» **What to do**
Copy out all the entries exactly.

Recorded information Block Start

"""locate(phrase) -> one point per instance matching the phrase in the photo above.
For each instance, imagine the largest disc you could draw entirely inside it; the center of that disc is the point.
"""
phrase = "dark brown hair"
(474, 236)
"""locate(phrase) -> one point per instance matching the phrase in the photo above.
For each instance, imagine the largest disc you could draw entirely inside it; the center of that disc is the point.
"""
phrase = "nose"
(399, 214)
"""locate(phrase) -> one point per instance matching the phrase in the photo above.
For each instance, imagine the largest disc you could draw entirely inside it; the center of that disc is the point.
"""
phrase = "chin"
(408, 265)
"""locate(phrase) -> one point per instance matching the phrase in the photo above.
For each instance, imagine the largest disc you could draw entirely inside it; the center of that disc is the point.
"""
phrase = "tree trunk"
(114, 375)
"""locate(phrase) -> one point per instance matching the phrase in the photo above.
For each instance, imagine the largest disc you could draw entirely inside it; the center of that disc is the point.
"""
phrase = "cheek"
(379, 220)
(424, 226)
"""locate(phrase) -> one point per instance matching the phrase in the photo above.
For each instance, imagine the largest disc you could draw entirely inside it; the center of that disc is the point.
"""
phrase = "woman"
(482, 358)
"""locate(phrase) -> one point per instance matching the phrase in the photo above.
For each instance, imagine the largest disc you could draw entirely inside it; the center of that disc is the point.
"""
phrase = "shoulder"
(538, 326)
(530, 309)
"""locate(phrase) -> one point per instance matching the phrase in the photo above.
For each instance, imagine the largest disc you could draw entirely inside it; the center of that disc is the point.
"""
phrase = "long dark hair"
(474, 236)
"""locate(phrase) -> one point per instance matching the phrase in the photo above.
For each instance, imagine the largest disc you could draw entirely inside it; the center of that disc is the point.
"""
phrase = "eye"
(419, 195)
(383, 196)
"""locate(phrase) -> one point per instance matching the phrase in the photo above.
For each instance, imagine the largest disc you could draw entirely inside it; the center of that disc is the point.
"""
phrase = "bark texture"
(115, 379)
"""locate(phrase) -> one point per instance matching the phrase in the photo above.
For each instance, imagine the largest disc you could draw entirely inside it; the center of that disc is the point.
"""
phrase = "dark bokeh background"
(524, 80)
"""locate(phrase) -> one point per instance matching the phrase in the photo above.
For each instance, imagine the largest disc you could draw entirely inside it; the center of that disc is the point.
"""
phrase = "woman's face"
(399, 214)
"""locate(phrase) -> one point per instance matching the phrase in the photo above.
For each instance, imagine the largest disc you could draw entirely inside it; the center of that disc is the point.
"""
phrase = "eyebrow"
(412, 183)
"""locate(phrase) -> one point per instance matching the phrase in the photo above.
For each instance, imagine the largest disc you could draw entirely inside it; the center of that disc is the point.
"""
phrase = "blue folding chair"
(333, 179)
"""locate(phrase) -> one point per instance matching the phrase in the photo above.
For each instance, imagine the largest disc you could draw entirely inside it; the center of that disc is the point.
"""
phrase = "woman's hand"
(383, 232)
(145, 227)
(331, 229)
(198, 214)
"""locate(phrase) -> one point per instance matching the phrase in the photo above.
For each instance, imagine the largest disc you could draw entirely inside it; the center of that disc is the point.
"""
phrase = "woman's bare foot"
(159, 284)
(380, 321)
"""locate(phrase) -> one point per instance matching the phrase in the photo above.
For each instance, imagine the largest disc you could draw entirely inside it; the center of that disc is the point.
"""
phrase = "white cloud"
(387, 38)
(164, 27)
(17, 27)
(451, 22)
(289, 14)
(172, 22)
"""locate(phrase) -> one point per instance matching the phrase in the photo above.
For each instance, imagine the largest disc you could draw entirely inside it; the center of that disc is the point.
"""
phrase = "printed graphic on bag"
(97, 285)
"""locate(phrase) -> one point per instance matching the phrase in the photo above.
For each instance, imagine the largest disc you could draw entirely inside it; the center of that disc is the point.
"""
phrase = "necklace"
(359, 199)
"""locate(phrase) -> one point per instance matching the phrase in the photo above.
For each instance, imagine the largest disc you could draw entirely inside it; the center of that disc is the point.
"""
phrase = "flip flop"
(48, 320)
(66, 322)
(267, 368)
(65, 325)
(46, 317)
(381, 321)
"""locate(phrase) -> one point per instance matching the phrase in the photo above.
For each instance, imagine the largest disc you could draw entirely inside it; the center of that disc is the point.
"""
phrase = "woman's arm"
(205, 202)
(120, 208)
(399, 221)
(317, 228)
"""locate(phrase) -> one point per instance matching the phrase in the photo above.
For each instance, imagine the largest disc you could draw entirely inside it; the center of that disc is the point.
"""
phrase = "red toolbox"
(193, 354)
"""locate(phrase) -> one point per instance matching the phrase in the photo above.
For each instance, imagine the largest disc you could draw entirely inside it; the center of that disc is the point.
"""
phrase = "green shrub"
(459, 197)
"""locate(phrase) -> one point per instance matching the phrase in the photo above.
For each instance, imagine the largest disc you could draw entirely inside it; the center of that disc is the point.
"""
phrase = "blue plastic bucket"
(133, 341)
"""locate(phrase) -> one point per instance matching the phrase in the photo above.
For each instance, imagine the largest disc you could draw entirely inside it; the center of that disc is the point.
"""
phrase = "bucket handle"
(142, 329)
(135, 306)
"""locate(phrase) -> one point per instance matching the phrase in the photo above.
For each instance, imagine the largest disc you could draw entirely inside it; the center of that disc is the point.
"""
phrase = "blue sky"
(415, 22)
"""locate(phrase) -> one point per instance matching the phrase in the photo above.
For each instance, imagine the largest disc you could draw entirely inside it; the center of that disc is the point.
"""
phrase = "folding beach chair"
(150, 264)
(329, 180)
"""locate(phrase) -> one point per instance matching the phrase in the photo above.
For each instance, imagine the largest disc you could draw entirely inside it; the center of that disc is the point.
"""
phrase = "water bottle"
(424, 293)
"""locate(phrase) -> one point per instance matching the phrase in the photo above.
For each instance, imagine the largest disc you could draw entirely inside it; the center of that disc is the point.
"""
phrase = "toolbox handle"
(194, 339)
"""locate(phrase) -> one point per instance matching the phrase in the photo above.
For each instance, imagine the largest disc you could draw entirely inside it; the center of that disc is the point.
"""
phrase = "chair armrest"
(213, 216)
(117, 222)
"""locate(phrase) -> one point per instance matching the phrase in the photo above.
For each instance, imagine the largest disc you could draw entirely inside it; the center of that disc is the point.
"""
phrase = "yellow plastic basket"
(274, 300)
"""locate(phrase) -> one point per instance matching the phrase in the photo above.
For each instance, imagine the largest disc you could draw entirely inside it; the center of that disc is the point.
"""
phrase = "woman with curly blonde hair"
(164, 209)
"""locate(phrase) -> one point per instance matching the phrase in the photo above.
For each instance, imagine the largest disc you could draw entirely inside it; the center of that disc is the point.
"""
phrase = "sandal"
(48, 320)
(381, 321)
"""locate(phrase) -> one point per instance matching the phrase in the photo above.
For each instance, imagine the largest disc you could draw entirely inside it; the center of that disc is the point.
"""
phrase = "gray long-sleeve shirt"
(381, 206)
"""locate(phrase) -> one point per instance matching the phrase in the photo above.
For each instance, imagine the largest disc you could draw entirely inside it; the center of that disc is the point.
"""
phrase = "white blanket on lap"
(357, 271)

Recorded information Block End

» **Expected answer**
"""locate(phrase) -> one point per instance matching the phrase in the photo above.
For each instance, imagine the largest disc you could draw entirely inside it; the center of that disc is the point.
"""
phrase = "dark brown hair"
(474, 236)
"""locate(phrase) -> one point per instance matching the phrase in the photo above.
For each instance, imagine the largest disc you could draw entirely inside it; the center of that disc is the point.
"""
phrase = "nose"
(399, 214)
"""locate(phrase) -> one point per instance matching the phrase in the photo above.
For each instance, imagine the largest disc you could draw entirely inside it; the center of that disc is the point.
"""
phrase = "chin"
(408, 265)
"""locate(phrase) -> one point per instance matching the phrase in the photo above.
For each instance, imagine the largest disc you could draw entirely inside it; the center of that disc is the point.
"""
phrase = "tree trunk"
(114, 375)
"""locate(phrase) -> one point per instance matching the phrase in the photo above.
For each instance, imagine the largest disc you could draw entirely inside it; the center of that disc is the point.
"""
phrase = "cheek"
(379, 220)
(424, 226)
"""locate(phrase) -> one point per instance matching the phrase in the photo above.
For each instance, imagine the largest disc you could draw entirely inside it; the center of that disc is the point.
"""
phrase = "woman"
(482, 358)
"""locate(phrase) -> one point per instance matching the phrase in the photo above.
For each instance, imagine the largest disc you could draw entirely inside it; the center of that disc is the point.
"""
phrase = "shoulder"
(538, 326)
(530, 309)
"""locate(phrase) -> one point per instance matching the phrase in the photo above.
For each instance, imagine the largest disc you could draw entirely inside it; the center of that disc is the point.
"""
phrase = "long dark hair"
(474, 236)
"""locate(phrase) -> one point per instance matching the phrase in the photo above.
For each instance, imagine the largest disc you could draw entirely inside it; the center of that disc is the point.
"""
phrase = "eye"
(419, 195)
(383, 196)
"""locate(phrase) -> one point per instance matching the phrase in the photo above.
For each instance, imagine the largest disc you could draw entirely inside it; the center of that disc is the point.
"""
phrase = "bark texture"
(115, 379)
"""locate(phrase) -> one point per instance matching the phrase in the photo above.
For each instance, imagine the largest disc you could draw entirely inside it; the center of that disc is the point.
"""
phrase = "dark bokeh background"
(524, 80)
"""locate(phrase) -> one point per instance matching the phrase in the photo above.
For each instance, imagine the largest disc you could draw entirely inside it; the center of that disc is the point.
"""
phrase = "woman's face"
(399, 214)
"""locate(phrase) -> one point per instance matching the phrase in the photo above.
For each instance, imagine the largest disc you could draw entirely inside it; the center of that disc is the point.
"""
phrase = "eyebrow"
(412, 183)
"""locate(phrase) -> one point per instance matching the phrase in the photo above.
For each instance, imagine the largest disc you could draw entirely inside it; the center of that disc is the point.
"""
phrase = "blue folding chair"
(333, 179)
"""locate(phrase) -> one point per instance matching the phrase in the photo above.
For each instance, imagine the largest disc you could draw entirely inside it; the center of that disc is the point.
"""
phrase = "woman's hand"
(383, 232)
(145, 227)
(331, 229)
(198, 214)
"""locate(phrase) -> one point per instance matching the phrase in the photo above.
For each instance, imagine the largest disc you could draw entirely inside it; the center of that disc is the point.
"""
phrase = "woman's bare foot"
(159, 284)
(380, 321)
"""locate(phrase) -> one point per instance matching the phrase in the photo above.
For each instance, imagine the largest disc you could draw entirely inside it; the center of that disc is the point.
"""
phrase = "white cloud"
(387, 38)
(164, 27)
(17, 27)
(451, 22)
(289, 14)
(172, 22)
"""locate(phrase) -> one point per instance matching the phrase in the photo above.
For each instance, imagine the largest disc you could draw entirely inside it; the center of that disc is the point.
"""
phrase = "printed graphic on bag"
(97, 285)
"""locate(phrase) -> one point per instance matching the phrase in the photo above.
For each instance, imagine the largest disc you could draw entirely inside it; the center of that disc is the point.
"""
phrase = "necklace"
(359, 199)
"""locate(phrase) -> one point per instance matching the phrase in the photo above.
For each instance, imagine the largest disc you could draw entirely inside it; the center of that disc is the point.
"""
phrase = "flip flop"
(48, 320)
(66, 322)
(267, 368)
(65, 325)
(46, 317)
(381, 321)
"""locate(phrase) -> one point per instance matching the phrase in the photo above.
For each instance, imagine the largest disc you could draw entirely inside it; the center of that disc is the point.
"""
phrase = "woman's arm"
(205, 202)
(120, 208)
(399, 221)
(317, 228)
"""locate(phrase) -> one point per instance matching the phrase in the photo above.
For each instance, imagine the largest disc you could draw entirely inside it; the center of that disc is the point.
"""
phrase = "red toolbox"
(193, 354)
"""locate(phrase) -> one point per instance matching the phrase in the photo above.
For each instance, imagine the largest disc you could draw entirely inside it; the center of that disc is the point.
"""
phrase = "green shrub"
(459, 197)
"""locate(phrase) -> one point per instance matching the phrase in the photo above.
For each instance, imagine the largest disc you could draw entirely inside it; the center of that disc is the point.
"""
phrase = "blue plastic bucket"
(133, 341)
"""locate(phrase) -> one point per instance matching the phrase in the photo above.
For each instance, imagine the largest disc you could draw entirely inside it; the center of that disc is the point.
"""
phrase = "bucket handle"
(142, 329)
(135, 306)
"""locate(phrase) -> one point per instance matching the phrase in the photo above.
For each instance, imagine the largest disc you could draw entirely inside it; the center of that disc is the point.
"""
phrase = "blue sky"
(415, 22)
"""locate(phrase) -> one point per instance matching the phrase in the photo above.
For each instance, imagine the largest disc you could draw entirely inside it; the center of that disc is the point.
"""
phrase = "folding beach chair"
(150, 264)
(329, 180)
"""locate(phrase) -> one point per instance matching the phrase in the photo above.
For each instance, imagine the largest disc you could draw entirely inside it; the center of that disc is the point.
"""
phrase = "water bottle"
(424, 293)
"""locate(phrase) -> one point per instance matching the phrase in the photo above.
For each instance, imagine the largest disc you could draw entirely inside it; the center of that disc is the point.
"""
phrase = "toolbox handle"
(194, 339)
"""locate(phrase) -> one point per instance matching the phrase in the photo above.
For each instance, imagine the largest disc you could draw entirely inside it; the center of that disc is the point.
"""
phrase = "chair armrest"
(213, 216)
(117, 222)
"""locate(phrase) -> one point per instance matching the phrase in the photo above.
For each instance, imagine the largest disc you could draw entirely inside it; the center of that disc is the point.
"""
phrase = "yellow plastic basket"
(274, 300)
"""locate(phrase) -> one point per instance matching the phrase in the photo above.
For each instance, imagine the largest disc you could draw entirely inside it; the center of that disc is the point.
"""
phrase = "woman with curly blonde hair"
(164, 209)
"""locate(phrase) -> one point per instance matching the phrase in the photo above.
For each instance, imagine the largest disc you could draw entirely inside it; the center of that disc is the point.
"""
phrase = "sandal"
(48, 320)
(381, 321)
"""locate(phrase) -> one point per instance matching the phrase in the photo above.
For each instance, imagine the largest disc you could draw entirely inside it; the center of that disc is the point.
"""
phrase = "gray long-sleeve shirt"
(381, 206)
"""locate(phrase) -> one point per instance matching the phrase in the photo above.
For each instance, imagine the largest disc you could draw entirely inside it; the center of that disc is the point.
"""
phrase = "white blanket on lap"
(357, 271)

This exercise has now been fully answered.